● Problem statement
Reproduce all of the records below line for line, changing no character.

● Working data
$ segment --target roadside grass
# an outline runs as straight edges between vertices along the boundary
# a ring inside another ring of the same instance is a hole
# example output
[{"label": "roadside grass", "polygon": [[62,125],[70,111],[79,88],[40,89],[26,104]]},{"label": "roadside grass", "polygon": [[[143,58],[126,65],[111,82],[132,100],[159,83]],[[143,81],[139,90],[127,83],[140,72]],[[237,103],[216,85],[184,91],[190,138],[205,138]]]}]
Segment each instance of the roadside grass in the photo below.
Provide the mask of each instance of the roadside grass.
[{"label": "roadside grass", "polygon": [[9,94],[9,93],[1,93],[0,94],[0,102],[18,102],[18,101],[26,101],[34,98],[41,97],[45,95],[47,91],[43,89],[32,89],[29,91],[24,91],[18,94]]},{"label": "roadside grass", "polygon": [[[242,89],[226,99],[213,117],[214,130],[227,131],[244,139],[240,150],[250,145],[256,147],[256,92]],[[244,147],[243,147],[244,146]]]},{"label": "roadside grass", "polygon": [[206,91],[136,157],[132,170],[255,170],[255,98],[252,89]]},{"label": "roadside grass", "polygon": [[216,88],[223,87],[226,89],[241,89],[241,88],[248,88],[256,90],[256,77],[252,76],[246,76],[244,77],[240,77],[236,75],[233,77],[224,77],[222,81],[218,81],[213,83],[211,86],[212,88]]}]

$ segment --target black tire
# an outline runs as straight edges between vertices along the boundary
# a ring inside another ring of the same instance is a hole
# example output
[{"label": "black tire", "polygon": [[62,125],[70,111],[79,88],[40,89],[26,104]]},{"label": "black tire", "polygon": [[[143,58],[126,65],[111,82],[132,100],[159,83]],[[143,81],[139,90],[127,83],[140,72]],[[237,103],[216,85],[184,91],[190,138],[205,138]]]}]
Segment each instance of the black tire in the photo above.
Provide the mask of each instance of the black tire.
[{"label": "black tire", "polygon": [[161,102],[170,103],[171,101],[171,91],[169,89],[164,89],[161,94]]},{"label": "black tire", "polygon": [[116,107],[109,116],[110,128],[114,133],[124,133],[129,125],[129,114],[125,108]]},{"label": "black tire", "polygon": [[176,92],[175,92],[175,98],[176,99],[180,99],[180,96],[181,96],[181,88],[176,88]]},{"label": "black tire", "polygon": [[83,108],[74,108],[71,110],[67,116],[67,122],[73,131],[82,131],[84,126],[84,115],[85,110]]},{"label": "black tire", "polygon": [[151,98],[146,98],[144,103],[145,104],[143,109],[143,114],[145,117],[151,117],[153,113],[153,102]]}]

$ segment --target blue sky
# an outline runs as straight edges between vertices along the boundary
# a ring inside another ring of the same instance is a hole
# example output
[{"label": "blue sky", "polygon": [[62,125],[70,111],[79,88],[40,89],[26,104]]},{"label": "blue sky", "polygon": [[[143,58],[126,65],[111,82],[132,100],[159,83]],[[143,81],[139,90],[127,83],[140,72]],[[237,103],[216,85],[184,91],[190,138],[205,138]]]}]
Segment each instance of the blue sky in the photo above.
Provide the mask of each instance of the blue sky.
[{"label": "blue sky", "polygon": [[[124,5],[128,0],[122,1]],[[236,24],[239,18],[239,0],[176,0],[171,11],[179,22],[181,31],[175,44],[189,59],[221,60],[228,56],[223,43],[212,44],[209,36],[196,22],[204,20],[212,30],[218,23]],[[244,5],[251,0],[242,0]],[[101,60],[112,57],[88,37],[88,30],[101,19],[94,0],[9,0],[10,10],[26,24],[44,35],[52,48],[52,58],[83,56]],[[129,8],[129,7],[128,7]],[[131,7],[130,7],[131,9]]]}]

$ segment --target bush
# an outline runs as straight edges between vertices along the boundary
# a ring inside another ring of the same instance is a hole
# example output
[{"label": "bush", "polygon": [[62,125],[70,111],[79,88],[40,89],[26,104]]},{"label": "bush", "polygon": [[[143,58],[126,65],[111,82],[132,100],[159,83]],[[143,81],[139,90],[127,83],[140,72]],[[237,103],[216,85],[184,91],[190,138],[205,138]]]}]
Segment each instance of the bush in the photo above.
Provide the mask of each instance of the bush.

● Completed task
$ segment --target roadside grass
# an outline runs as straight edges between vertices along the boundary
# a ring inside another ring of the same instance is a hole
# example output
[{"label": "roadside grass", "polygon": [[62,125],[70,111],[79,88],[40,89],[26,104]]},{"label": "roadside grass", "polygon": [[[143,58],[126,65],[111,82],[132,100],[159,83]],[[143,81],[139,90],[127,83],[140,72]],[[237,103],[216,85],[184,91],[190,138],[205,138]]]}]
Segment each instance of the roadside grass in the photo below.
Provide the mask of each instance of the roadside grass.
[{"label": "roadside grass", "polygon": [[9,94],[9,93],[1,93],[0,94],[0,102],[18,102],[18,101],[26,101],[34,98],[41,97],[45,95],[47,91],[43,89],[32,89],[29,91],[24,91],[18,94]]},{"label": "roadside grass", "polygon": [[[242,89],[226,99],[213,117],[214,130],[227,131],[244,139],[240,150],[250,145],[256,147],[256,92]],[[244,147],[243,147],[244,146]]]},{"label": "roadside grass", "polygon": [[206,91],[136,157],[132,170],[255,170],[255,98],[252,89]]},{"label": "roadside grass", "polygon": [[216,88],[223,87],[226,89],[241,89],[241,88],[248,88],[256,90],[256,77],[252,76],[246,76],[244,77],[240,77],[236,75],[233,77],[224,77],[222,81],[218,81],[213,83],[211,86],[212,88]]}]

$ segment --target black tire
# an outline runs as straight edges between vertices along the boundary
# a ring inside another ring of the same instance is a hole
# example output
[{"label": "black tire", "polygon": [[62,125],[70,111],[79,88],[40,89],[26,104]]},{"label": "black tire", "polygon": [[[143,58],[126,65],[111,82],[132,100],[159,83]],[[143,81],[139,90],[127,83],[140,72]],[[237,103],[216,85],[184,91],[190,138],[205,138]]]}]
Segment each instance of the black tire in the photo above.
Provide the mask of each instance of the black tire.
[{"label": "black tire", "polygon": [[161,102],[170,103],[171,101],[171,91],[169,89],[164,89],[161,94]]},{"label": "black tire", "polygon": [[116,107],[109,116],[110,128],[114,133],[124,133],[129,125],[129,114],[125,108]]},{"label": "black tire", "polygon": [[176,92],[175,92],[175,98],[176,99],[180,99],[180,96],[181,96],[181,88],[176,88]]},{"label": "black tire", "polygon": [[83,108],[74,108],[71,110],[67,116],[67,122],[73,131],[82,131],[84,126],[84,115],[85,110]]},{"label": "black tire", "polygon": [[151,98],[146,98],[144,103],[145,104],[143,109],[143,114],[145,117],[151,117],[153,113],[153,102]]}]

$ segment --target blue sky
# an outline runs as straight edges between vertices along the boundary
# a ring inside another ring of the same instance is a hole
# example output
[{"label": "blue sky", "polygon": [[62,125],[70,111],[79,88],[40,89],[26,104]]},{"label": "blue sky", "polygon": [[[143,58],[126,65],[111,82],[132,100],[159,83]],[[143,81],[139,90],[127,83],[140,72]],[[237,103],[216,85],[184,91],[190,138],[205,138]]]}]
Segment each instance of the blue sky in the photo above.
Provide the mask of each instance of the blue sky.
[{"label": "blue sky", "polygon": [[[124,5],[128,0],[122,1]],[[236,24],[239,18],[239,0],[176,0],[171,11],[179,22],[181,31],[175,44],[189,59],[221,60],[228,56],[223,43],[212,44],[209,36],[196,22],[204,20],[212,30],[218,23]],[[244,5],[251,0],[242,0]],[[101,60],[112,57],[88,37],[88,30],[101,19],[94,0],[9,0],[10,10],[26,24],[44,35],[52,48],[52,58],[83,56]],[[129,8],[129,7],[128,7]],[[131,7],[130,7],[131,9]]]}]

$ segment --target bush
# an outline runs as straight edges between vertices along the boundary
# a ring inside another ring of the same instance is a hole
# example output
[{"label": "bush", "polygon": [[62,125],[70,111],[79,88],[40,89],[26,104]]},{"label": "bush", "polygon": [[[143,58],[126,65],[111,82],[132,100],[159,83]],[[143,81],[139,90],[127,83],[140,72]],[[237,103],[216,85],[184,91],[190,138],[205,138]]]}]
Segment each instance of the bush in the photo above.
Provide the mask of each instance of the bush.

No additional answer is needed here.